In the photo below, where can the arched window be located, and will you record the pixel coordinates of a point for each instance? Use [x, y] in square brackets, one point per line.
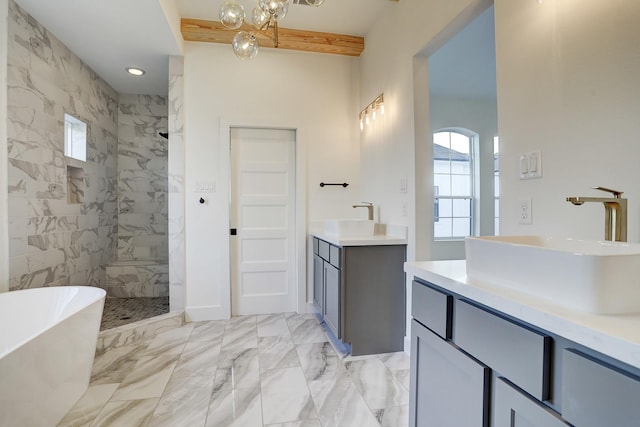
[453, 172]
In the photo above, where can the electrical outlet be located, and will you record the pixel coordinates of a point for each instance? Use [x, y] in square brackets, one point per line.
[524, 210]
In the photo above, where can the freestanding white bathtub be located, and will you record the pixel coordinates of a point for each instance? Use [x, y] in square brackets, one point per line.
[47, 344]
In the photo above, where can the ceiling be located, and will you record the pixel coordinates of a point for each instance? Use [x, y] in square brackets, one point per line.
[111, 35]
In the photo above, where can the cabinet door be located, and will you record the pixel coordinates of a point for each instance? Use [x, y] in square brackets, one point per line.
[448, 388]
[513, 409]
[318, 283]
[332, 298]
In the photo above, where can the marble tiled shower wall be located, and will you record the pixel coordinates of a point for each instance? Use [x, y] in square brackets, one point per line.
[53, 242]
[142, 178]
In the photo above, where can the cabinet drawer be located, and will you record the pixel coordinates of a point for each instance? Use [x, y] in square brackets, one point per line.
[323, 250]
[448, 388]
[511, 408]
[334, 256]
[516, 352]
[432, 308]
[596, 395]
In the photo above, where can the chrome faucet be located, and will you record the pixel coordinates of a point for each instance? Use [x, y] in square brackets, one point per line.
[615, 210]
[369, 207]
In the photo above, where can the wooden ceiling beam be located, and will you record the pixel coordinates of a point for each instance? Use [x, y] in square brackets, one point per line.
[200, 30]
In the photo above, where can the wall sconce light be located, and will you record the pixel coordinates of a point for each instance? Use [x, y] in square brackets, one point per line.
[375, 108]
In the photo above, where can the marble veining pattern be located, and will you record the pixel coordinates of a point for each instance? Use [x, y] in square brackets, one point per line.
[212, 374]
[176, 194]
[54, 242]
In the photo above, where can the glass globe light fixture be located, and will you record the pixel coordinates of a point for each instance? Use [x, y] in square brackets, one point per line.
[245, 45]
[268, 5]
[275, 8]
[281, 10]
[231, 14]
[259, 17]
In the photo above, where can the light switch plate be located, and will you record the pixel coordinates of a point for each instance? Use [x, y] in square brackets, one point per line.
[205, 187]
[531, 165]
[524, 210]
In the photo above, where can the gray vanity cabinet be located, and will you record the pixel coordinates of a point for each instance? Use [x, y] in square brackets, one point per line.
[536, 378]
[448, 388]
[359, 293]
[513, 408]
[318, 282]
[331, 310]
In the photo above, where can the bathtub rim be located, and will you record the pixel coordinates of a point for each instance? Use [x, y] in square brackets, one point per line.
[93, 295]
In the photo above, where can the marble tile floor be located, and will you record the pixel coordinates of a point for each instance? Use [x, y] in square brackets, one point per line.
[122, 311]
[252, 371]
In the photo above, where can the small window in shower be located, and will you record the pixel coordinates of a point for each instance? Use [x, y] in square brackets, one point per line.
[75, 138]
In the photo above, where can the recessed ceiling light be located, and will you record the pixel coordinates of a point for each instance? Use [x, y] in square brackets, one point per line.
[135, 71]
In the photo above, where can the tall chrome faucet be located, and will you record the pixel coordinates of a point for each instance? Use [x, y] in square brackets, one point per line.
[369, 207]
[615, 211]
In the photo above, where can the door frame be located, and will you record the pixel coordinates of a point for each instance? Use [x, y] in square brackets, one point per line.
[300, 274]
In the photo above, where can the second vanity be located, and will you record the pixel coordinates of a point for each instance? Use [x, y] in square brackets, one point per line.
[358, 289]
[483, 355]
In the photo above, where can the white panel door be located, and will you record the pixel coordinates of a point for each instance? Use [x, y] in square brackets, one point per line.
[263, 215]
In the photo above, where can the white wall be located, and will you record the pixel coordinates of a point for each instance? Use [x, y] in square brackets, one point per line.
[569, 85]
[4, 221]
[313, 93]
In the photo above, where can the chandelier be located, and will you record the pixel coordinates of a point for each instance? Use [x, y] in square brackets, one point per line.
[264, 16]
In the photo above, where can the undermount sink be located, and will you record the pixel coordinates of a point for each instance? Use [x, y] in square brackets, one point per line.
[600, 277]
[349, 228]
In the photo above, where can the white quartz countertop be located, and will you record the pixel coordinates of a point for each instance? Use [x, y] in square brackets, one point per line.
[361, 241]
[388, 235]
[617, 336]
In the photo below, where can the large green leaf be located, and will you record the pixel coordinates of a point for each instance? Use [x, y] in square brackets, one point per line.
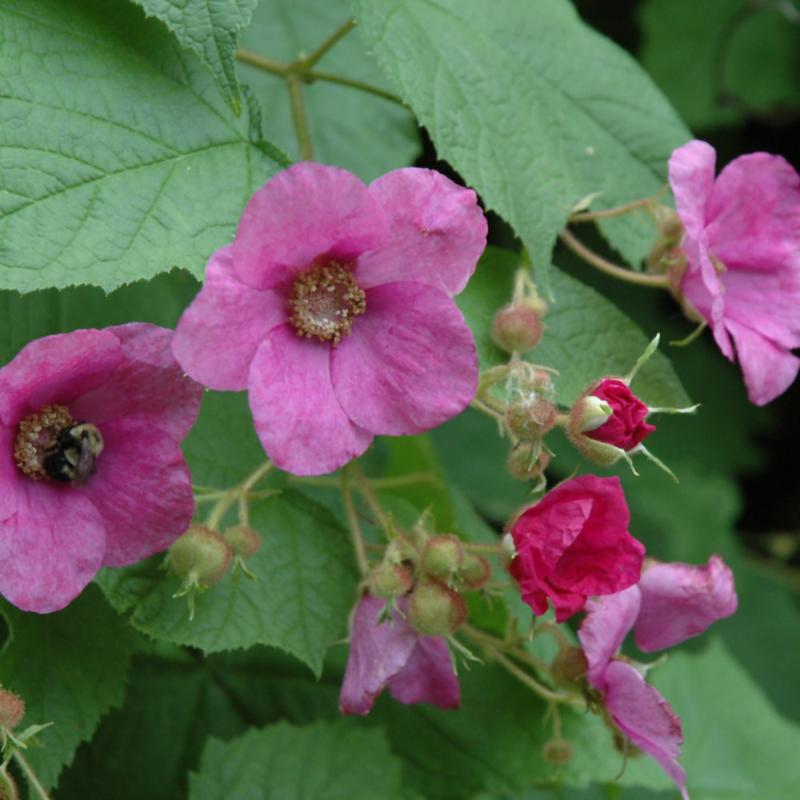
[357, 131]
[70, 668]
[210, 28]
[533, 108]
[324, 761]
[120, 157]
[305, 586]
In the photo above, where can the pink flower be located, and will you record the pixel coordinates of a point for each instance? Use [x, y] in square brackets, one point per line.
[742, 248]
[91, 466]
[415, 668]
[672, 603]
[574, 543]
[626, 428]
[333, 308]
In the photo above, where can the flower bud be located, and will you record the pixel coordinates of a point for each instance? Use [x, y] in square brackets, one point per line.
[436, 609]
[517, 328]
[474, 571]
[390, 580]
[12, 709]
[200, 557]
[442, 555]
[557, 751]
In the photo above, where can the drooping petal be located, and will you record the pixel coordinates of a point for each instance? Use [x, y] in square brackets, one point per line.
[682, 600]
[646, 718]
[142, 489]
[378, 652]
[410, 363]
[218, 335]
[437, 232]
[52, 539]
[428, 676]
[604, 629]
[56, 369]
[297, 415]
[306, 212]
[147, 383]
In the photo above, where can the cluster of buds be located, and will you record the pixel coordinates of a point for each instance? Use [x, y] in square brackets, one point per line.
[202, 557]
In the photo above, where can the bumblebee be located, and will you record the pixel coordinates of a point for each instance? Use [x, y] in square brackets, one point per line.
[72, 457]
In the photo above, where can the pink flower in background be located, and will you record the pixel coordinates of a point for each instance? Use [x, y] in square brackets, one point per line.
[742, 248]
[391, 654]
[627, 427]
[333, 308]
[575, 543]
[671, 603]
[90, 459]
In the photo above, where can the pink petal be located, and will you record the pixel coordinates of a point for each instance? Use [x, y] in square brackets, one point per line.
[303, 214]
[646, 718]
[56, 369]
[378, 652]
[437, 231]
[148, 382]
[51, 539]
[218, 335]
[142, 490]
[297, 415]
[410, 363]
[604, 629]
[427, 676]
[753, 214]
[681, 600]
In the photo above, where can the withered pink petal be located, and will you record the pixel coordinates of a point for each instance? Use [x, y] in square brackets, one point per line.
[682, 600]
[410, 363]
[378, 652]
[427, 676]
[646, 718]
[142, 489]
[218, 335]
[437, 231]
[305, 213]
[604, 629]
[296, 412]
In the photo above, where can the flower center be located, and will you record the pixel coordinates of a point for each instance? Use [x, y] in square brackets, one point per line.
[325, 301]
[52, 446]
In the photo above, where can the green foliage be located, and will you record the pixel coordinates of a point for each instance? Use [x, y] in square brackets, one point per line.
[120, 158]
[365, 134]
[70, 668]
[210, 28]
[304, 587]
[533, 108]
[323, 761]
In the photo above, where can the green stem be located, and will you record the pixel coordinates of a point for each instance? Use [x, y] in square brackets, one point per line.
[604, 265]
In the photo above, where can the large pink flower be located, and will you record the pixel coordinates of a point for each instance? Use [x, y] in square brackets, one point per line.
[575, 543]
[333, 308]
[91, 468]
[672, 603]
[390, 653]
[742, 247]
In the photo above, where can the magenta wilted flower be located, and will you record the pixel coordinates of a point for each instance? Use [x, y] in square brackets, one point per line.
[91, 469]
[333, 308]
[742, 248]
[391, 654]
[671, 603]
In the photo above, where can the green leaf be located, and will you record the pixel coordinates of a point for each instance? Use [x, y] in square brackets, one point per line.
[304, 589]
[354, 130]
[534, 109]
[120, 158]
[210, 28]
[70, 668]
[586, 337]
[324, 761]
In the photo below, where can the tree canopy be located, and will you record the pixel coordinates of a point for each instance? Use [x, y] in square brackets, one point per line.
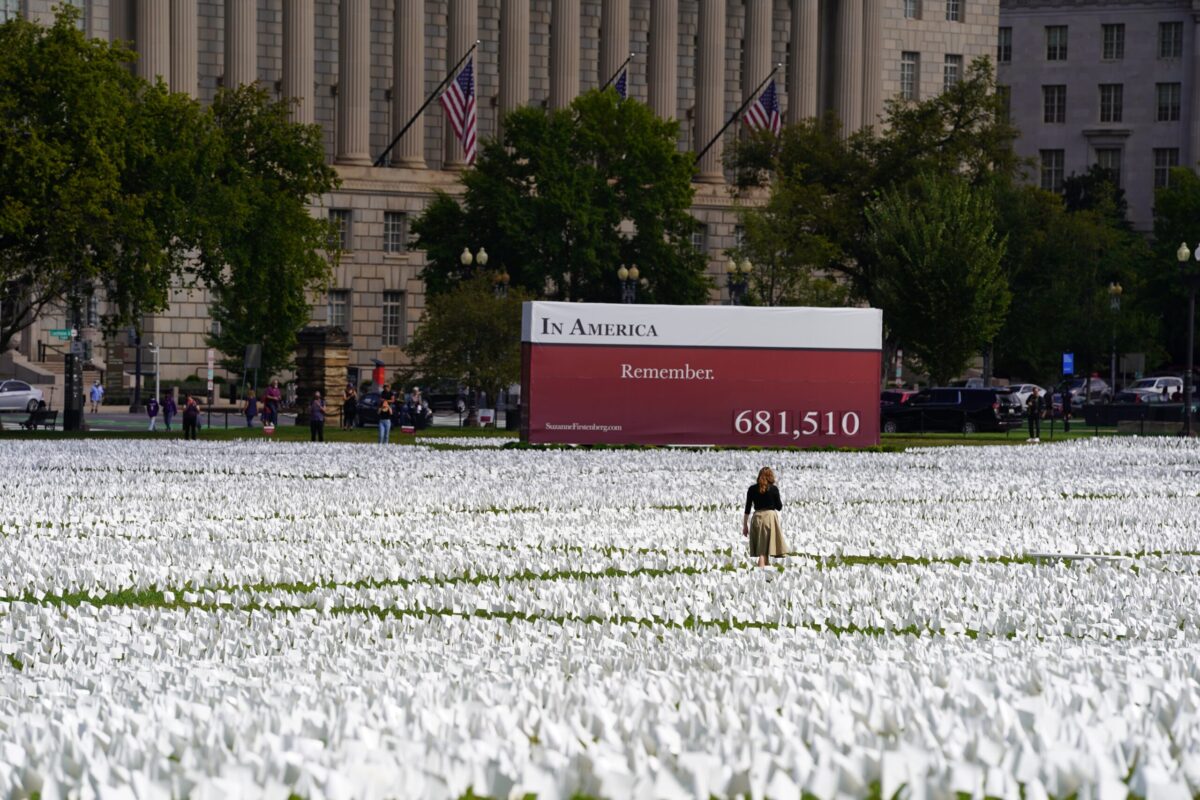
[565, 198]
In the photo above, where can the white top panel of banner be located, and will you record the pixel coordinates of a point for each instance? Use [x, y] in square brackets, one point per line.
[725, 326]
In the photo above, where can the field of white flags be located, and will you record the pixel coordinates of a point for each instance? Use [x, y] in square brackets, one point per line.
[263, 620]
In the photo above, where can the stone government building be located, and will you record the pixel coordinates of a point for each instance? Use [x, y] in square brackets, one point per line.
[361, 67]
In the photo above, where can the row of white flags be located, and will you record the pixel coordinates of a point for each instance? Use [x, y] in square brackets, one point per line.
[459, 101]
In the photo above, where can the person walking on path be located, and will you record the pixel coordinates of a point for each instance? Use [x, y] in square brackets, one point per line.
[763, 529]
[273, 403]
[1033, 411]
[384, 417]
[349, 407]
[96, 395]
[317, 417]
[250, 409]
[168, 409]
[153, 411]
[191, 417]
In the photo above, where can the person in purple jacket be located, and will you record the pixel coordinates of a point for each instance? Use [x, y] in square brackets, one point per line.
[153, 411]
[168, 408]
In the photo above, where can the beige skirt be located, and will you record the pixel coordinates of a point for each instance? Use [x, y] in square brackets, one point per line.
[767, 535]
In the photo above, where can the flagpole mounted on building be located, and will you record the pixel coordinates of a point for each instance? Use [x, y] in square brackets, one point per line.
[454, 71]
[617, 73]
[737, 114]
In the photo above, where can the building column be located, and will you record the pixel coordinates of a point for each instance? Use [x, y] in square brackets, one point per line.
[755, 44]
[241, 42]
[514, 56]
[1194, 115]
[849, 79]
[564, 52]
[408, 82]
[354, 82]
[711, 89]
[873, 61]
[154, 40]
[120, 20]
[803, 77]
[613, 37]
[184, 47]
[463, 26]
[664, 58]
[299, 70]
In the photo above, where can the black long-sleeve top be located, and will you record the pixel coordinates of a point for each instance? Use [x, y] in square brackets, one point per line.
[763, 500]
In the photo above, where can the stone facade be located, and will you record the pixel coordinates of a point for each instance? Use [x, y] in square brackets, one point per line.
[371, 193]
[1086, 133]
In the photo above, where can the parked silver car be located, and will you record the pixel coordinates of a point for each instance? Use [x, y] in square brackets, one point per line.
[18, 396]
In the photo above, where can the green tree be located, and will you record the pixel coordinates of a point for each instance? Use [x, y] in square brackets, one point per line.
[262, 251]
[471, 335]
[941, 284]
[569, 196]
[90, 188]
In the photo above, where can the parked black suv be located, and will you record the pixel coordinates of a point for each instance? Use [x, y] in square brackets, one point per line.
[959, 410]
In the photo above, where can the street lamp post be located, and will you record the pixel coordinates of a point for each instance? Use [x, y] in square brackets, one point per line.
[1115, 307]
[1191, 277]
[628, 277]
[738, 276]
[467, 259]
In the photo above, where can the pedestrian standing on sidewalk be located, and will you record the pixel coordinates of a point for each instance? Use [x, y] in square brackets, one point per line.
[1033, 411]
[317, 417]
[763, 530]
[96, 395]
[384, 417]
[168, 408]
[191, 417]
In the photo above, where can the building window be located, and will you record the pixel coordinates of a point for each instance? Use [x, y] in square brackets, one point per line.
[910, 72]
[1109, 160]
[395, 232]
[1054, 103]
[1005, 46]
[1170, 40]
[1111, 102]
[339, 310]
[1056, 42]
[1051, 169]
[952, 71]
[341, 218]
[1164, 158]
[393, 318]
[1168, 102]
[1113, 48]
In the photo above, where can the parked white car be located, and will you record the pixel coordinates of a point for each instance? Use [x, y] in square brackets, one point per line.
[18, 396]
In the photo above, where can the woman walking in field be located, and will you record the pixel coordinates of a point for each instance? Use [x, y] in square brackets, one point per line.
[763, 530]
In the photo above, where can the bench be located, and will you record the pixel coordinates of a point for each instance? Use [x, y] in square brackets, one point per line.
[41, 420]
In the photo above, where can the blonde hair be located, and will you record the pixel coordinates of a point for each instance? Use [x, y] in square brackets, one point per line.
[766, 479]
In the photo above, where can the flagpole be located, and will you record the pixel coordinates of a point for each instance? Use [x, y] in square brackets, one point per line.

==========

### [Goal]
Please put the entries from the line with "In the photo above, where can the black" up to and including the line with "[1086, 133]" into a two-column CSV with the headers entry and answer. Give one row per entry, quote each field, and replace any line breaks with spaces.

### [Solution to this problem]
entry,answer
"In the photo above, where can the black long-sleeve top be located, and will you record the pixel coordinates of a point for each instance? Use [x, y] in square brackets, one point per line.","[763, 500]"
"In the photo above, where can the stone facade be located, and will you record the pixel coordinates of a point for each instance? Use [x, y] in square brackets, one point per line.","[371, 193] [1086, 133]"